Locate each line of the data below that contains the string "wooden", treating uppercase and lowercase as different, and copy those lines out in full.

***

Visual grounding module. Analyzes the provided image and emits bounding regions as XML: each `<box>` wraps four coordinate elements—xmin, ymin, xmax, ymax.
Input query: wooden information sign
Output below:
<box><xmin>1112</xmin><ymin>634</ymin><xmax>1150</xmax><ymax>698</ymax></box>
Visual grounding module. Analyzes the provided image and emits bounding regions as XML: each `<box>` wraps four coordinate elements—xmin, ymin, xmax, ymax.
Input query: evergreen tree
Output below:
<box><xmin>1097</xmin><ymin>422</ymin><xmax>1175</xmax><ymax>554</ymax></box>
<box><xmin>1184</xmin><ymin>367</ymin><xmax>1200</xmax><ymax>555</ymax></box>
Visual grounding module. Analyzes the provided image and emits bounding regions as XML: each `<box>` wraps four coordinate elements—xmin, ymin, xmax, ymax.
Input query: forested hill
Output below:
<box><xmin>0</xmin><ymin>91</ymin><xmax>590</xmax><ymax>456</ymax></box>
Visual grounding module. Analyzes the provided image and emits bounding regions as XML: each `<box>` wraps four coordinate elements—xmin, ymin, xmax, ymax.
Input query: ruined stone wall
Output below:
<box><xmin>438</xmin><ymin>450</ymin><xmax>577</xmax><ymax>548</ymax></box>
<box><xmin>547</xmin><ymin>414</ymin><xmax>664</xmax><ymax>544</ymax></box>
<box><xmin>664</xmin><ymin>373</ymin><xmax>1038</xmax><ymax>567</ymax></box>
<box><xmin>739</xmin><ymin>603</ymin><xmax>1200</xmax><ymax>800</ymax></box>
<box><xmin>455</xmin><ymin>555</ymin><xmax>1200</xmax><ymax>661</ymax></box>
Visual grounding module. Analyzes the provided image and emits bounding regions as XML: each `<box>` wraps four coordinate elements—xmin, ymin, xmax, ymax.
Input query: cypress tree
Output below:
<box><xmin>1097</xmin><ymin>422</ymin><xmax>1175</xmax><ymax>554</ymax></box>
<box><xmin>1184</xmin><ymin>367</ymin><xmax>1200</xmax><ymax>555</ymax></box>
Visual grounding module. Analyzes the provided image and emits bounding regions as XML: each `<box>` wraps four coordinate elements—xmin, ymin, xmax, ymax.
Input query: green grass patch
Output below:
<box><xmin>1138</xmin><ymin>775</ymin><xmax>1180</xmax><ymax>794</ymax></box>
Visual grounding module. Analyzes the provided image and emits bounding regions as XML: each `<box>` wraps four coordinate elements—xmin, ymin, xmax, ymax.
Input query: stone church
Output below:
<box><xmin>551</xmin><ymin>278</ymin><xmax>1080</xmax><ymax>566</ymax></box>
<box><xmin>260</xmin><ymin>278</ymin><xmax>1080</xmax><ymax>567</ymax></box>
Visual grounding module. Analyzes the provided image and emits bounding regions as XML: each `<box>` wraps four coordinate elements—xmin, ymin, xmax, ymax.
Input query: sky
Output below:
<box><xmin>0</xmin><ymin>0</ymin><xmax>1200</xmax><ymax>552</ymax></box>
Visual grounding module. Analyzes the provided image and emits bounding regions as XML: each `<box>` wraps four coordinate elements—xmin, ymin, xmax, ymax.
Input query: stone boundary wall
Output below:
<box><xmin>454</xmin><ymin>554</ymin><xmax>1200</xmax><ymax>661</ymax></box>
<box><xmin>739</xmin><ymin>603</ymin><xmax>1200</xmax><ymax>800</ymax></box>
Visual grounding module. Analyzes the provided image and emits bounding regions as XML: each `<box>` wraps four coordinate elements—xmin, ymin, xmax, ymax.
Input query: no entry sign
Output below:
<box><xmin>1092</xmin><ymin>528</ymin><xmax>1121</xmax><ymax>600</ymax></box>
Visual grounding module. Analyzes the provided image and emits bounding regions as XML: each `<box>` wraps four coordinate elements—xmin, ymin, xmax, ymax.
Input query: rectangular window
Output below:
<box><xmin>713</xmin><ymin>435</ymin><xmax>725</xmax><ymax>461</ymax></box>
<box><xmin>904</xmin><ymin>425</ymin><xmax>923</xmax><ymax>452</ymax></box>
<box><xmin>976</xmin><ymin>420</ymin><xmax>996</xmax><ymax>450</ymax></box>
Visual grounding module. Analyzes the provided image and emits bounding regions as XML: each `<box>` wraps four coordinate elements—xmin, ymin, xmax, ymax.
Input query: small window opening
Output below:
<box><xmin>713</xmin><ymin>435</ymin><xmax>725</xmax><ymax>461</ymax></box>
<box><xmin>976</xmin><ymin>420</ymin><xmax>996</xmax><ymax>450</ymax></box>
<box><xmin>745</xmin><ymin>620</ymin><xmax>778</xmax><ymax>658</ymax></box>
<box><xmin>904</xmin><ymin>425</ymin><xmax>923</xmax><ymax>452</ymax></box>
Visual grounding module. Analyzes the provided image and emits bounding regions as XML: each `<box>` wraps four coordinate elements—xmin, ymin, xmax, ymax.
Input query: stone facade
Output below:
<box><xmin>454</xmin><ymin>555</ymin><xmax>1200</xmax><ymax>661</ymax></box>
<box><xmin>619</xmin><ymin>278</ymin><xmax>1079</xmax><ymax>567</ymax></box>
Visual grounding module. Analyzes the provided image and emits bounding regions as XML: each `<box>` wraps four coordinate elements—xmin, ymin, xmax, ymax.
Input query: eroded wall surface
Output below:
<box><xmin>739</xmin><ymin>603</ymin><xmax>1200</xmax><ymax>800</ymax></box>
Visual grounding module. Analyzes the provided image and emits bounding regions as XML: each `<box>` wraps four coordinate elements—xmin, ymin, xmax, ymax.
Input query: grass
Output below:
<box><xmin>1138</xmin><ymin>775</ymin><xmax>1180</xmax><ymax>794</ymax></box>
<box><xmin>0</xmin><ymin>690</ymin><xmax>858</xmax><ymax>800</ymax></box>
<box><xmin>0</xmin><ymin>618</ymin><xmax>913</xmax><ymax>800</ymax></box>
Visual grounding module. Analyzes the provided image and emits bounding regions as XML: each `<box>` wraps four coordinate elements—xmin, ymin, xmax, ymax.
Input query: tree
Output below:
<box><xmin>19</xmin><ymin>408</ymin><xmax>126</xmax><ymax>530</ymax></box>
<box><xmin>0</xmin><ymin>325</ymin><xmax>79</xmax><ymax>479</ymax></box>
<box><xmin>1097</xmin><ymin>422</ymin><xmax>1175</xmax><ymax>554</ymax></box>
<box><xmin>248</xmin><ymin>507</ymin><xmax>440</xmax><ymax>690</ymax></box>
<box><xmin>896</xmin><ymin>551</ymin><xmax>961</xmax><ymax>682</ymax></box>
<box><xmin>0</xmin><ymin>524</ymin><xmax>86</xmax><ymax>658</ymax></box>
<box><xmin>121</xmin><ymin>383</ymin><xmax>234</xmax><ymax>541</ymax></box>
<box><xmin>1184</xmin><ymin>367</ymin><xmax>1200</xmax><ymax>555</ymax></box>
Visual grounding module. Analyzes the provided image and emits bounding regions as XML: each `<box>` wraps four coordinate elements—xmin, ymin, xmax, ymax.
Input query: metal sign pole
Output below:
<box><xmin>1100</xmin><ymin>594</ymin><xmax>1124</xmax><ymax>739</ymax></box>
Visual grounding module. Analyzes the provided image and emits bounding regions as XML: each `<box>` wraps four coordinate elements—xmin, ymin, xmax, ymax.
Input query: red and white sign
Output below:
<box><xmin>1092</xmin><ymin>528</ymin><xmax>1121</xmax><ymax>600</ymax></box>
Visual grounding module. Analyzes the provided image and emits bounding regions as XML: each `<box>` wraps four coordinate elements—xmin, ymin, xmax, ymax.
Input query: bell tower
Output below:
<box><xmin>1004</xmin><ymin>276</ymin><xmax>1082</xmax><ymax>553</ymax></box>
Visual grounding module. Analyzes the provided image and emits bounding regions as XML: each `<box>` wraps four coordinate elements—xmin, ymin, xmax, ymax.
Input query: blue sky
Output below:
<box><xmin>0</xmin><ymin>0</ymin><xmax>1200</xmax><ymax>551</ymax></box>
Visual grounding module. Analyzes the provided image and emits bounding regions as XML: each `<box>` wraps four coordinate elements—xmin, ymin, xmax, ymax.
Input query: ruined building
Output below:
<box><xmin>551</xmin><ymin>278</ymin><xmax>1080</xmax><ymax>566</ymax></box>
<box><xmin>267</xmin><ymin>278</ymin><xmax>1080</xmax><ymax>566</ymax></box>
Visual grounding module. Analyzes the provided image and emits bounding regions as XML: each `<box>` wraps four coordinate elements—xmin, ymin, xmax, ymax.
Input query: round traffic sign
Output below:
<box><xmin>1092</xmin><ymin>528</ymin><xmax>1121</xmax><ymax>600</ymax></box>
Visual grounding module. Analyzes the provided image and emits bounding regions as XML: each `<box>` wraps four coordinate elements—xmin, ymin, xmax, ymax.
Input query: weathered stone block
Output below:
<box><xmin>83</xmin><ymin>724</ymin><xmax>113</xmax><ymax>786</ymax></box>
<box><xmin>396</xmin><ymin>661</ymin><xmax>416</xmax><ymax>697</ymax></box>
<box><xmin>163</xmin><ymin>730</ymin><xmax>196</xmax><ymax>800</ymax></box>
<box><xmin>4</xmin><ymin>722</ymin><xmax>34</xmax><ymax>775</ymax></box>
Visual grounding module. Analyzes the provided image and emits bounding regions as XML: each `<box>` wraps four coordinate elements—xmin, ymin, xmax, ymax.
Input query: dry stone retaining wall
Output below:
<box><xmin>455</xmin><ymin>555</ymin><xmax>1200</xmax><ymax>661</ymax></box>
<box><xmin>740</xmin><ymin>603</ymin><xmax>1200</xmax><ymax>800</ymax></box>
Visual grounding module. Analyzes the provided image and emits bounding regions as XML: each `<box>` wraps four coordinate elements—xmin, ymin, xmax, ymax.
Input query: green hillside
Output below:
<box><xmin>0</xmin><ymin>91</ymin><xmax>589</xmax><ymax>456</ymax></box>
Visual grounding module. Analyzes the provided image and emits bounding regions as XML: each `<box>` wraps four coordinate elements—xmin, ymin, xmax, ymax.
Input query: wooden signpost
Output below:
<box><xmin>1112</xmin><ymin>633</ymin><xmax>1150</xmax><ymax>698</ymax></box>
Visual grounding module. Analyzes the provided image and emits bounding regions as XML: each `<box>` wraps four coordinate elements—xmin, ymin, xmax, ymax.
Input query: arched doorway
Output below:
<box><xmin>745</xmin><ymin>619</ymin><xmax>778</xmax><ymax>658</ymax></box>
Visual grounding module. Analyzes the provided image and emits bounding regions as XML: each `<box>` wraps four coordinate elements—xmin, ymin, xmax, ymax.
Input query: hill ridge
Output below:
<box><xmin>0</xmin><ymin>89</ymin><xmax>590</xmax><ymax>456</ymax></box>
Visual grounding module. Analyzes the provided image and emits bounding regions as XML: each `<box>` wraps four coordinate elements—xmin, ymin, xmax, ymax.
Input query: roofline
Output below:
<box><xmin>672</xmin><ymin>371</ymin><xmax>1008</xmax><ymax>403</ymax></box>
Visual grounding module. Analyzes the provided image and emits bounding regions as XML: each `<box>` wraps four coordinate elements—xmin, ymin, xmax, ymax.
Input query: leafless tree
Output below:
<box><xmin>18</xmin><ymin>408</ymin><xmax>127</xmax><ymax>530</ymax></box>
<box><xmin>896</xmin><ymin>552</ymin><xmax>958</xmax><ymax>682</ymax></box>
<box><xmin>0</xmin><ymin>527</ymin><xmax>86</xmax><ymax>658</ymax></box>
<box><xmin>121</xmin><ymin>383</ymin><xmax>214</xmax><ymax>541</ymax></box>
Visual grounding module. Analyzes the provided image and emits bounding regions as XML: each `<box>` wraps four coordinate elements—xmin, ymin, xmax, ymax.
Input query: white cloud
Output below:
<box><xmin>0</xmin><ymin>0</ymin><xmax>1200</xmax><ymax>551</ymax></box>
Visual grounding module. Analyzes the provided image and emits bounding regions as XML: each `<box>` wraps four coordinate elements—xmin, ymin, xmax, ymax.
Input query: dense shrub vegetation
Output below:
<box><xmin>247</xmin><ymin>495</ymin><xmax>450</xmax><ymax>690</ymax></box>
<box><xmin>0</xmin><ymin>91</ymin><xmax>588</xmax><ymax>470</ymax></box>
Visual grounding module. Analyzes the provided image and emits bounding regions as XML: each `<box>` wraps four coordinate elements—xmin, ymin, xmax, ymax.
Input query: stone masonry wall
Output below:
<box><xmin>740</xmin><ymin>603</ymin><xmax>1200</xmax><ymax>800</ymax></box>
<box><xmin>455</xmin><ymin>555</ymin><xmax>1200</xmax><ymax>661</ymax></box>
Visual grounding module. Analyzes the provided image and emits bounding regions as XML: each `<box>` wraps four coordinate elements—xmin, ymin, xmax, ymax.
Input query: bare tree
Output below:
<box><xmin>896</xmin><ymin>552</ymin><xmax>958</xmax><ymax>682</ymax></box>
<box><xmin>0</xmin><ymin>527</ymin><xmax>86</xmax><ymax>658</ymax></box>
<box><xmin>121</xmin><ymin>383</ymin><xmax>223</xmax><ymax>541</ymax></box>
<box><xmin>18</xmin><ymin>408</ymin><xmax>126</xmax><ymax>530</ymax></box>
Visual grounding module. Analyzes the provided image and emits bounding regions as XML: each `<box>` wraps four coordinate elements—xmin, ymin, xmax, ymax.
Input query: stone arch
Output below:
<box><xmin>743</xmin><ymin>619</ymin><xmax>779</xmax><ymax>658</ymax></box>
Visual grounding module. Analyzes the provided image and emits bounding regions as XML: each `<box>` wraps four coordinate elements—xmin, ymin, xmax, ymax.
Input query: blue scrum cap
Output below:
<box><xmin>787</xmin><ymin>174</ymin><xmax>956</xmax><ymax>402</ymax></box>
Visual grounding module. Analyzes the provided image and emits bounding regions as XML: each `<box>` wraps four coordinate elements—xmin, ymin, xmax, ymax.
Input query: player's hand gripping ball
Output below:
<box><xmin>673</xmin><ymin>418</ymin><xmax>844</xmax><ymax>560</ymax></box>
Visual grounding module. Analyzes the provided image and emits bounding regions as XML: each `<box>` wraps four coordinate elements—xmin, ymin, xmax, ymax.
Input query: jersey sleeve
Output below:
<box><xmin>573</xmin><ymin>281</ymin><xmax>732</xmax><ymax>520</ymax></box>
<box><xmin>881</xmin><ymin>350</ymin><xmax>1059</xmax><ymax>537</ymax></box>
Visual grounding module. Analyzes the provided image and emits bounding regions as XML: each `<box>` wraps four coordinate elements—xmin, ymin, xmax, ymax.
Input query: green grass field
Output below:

***

# Task output
Input query: wooden information sign
Input query: wooden signpost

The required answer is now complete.